Best thing I heard: Indian music – it’s so darn catchy and impossible to sit still to. Even the jingles they use in the ads. They are forever tattooed to my brain! Ben and I saw a Bollywood movie in Mumbai and it’s the first time we wanted to dance in the cinema aisles. Fingers crossed we get invited to an Indian wedding one day – joining the guests on the dance floor would be a brilliant experience.

Best thing I smelt: Once my nose had grown accustom to the scent of open-air tips, car fumes and excrement (animal and human), it learnt to focus on the mouth-watering scent of rich curries and delectable street foods. Every time I got a whiff, my “I’m so over Indian food” claims would go out the window. The aroma is so homely and alluring – there’s nothing better.  

Best thing I did: The road trip along the Leh – Manali Highway (one of the world’s highest roads) is hard to beat. It totally blew my mind. I was like a fish out of water – my mouth constantly opening and closing in awe of Mother Nature’s divine work. So beautiful, it has to be experienced in everyone’s lifetime. I also really enjoyed taking time out at a detox/yoga retreat in Goa and then throwing myself back into the chaos during a gritty cycle tour of Delhi. Varanasi was the best place I visited in terms of capturing the essence of India in nutshell. It was confronting, captivating, visceral and full of energy. I loved the place.

Best thing I tasted: It’s so hard to narrow this one down. Not only is India home to the best food in the world (in my book), it also offers the biggest array of delectable local dishes which change from town to town (at times, from street to street!). Some of my most memorable food experiences include: Goan curry (the crumbed fish just collapses off the bone in one moreish bite); Jalebi (it might look like an oily, rubbery pretzel but it tastes like sweet heaven); chai tea (I’m now addicted to the stuff); smoky tandoor (chicken, lamb, vegetables – you name it and I’ll devoure it); flaky, chicken stuffed naan in Assam (carby goodness worth packing on the pounds for); and gulab jamun in Guwahati (honey-syrup soaked “donut balls” with a sweet liquid centre – OMG!).

Stored data:
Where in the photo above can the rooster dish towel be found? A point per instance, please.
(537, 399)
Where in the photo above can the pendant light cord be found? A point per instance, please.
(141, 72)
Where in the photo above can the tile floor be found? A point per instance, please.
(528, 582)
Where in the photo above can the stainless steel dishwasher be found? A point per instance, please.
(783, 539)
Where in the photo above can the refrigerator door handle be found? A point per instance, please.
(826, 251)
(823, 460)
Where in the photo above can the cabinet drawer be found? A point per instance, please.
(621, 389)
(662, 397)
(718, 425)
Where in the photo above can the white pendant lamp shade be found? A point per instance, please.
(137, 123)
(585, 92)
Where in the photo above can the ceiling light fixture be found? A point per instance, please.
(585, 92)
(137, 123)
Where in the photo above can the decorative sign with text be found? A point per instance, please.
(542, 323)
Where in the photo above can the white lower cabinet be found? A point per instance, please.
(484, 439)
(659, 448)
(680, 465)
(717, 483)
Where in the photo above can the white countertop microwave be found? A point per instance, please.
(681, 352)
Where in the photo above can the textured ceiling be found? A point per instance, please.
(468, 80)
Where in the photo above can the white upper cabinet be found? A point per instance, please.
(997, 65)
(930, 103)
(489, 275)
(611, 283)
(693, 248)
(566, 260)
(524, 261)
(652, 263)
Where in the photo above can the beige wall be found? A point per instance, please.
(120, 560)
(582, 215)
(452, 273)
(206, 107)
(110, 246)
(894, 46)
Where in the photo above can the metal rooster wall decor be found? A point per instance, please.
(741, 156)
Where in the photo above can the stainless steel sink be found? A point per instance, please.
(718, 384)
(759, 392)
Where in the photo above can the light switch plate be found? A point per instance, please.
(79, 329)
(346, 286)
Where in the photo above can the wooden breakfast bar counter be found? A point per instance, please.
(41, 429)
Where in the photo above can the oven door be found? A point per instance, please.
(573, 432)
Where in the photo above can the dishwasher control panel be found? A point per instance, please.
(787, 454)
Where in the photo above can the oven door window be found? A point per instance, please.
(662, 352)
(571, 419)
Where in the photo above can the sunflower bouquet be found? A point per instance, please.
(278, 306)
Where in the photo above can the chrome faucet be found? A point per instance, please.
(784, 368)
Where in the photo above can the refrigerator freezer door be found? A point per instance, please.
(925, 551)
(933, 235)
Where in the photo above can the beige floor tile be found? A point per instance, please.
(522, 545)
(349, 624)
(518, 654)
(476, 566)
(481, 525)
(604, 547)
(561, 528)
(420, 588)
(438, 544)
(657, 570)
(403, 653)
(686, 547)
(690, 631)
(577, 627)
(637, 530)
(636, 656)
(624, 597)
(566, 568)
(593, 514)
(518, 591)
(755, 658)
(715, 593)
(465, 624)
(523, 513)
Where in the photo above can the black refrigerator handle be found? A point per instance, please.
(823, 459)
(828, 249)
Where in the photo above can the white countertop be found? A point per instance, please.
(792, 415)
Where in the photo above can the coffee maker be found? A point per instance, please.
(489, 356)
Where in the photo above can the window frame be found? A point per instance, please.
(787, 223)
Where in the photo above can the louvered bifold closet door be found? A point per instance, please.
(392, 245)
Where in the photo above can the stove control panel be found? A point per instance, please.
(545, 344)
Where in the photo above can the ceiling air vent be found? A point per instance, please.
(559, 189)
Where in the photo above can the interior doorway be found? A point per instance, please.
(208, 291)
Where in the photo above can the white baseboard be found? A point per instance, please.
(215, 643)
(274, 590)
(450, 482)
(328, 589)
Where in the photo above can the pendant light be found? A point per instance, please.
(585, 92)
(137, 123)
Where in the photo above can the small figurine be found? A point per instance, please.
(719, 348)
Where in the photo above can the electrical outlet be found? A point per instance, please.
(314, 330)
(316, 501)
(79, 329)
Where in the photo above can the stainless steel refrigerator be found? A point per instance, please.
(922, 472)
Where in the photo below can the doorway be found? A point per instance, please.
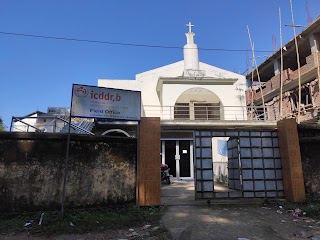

What you should do:
Pick up the India travel piece after its final sentence and keep writing it.

Task response:
Best local character I met: I crossed paths with many wonderful people during my time in India, from the delightfully eccentric and wildly extroverted to the uber curious and humbly helpful. I’ll never forget Yogesh (or Yogi Bear as I call him), our happy-go-lucky guide from Goa Tourism. Exploring Goa with Yogi in the back of our Land Rover, his wide toothy grin always on display, was both an insightful and comedic experience. He got tipsy with us, turned us into his personal photographers, helped us get under the skin of the local region, shared stories about his struggle to find a lady, welcomed us into his home, pampered us with lovely gifts, wined and dined us and, essentially, gave us the keys to Goa. By the end of our tour, we were sad to say goodbye to our new, dear friend.

I’ll also never forget Jay, a young tea entrepreneur from Guwahati. He walked into our lives bringing gifts of tea and gulab jamun and has been a Tweet or Facebook message away ever since. Not only has Jay continued to share local wisdom and invaluable advice with us throughout our journey, he also helped me reclaim my beloved Kindle when I left it in a hotel. I’m in complete admiration of his unconditional generosity and can only hope Ben and I get the chance to return the favours one day. What a beautiful, lovely young man.


Best surprise ‘n’ delight moment: Before arriving in India, I had a clear picture in my mind of what it would be like – the people, the landscape, the smells…the reality was much more multi-faceted, gripping and delightful than I’d imagined. During my three months in India, I fell in love with the place. It’s intriguing depth took hold of me mind, body and spirit. From the intoxicating spirituality of Varanasi and extreme rawness of the big city slums to the unmatched natural beauty of the north and enchanting tea fields around Darjeeling…from the Hippie-soaked beaches of Goa and the dramatic landscapes of Hampi to the wildly erotic temples of Khajuraho and ambitious dreamers in Mumbai…it’s impossible to get bored in India!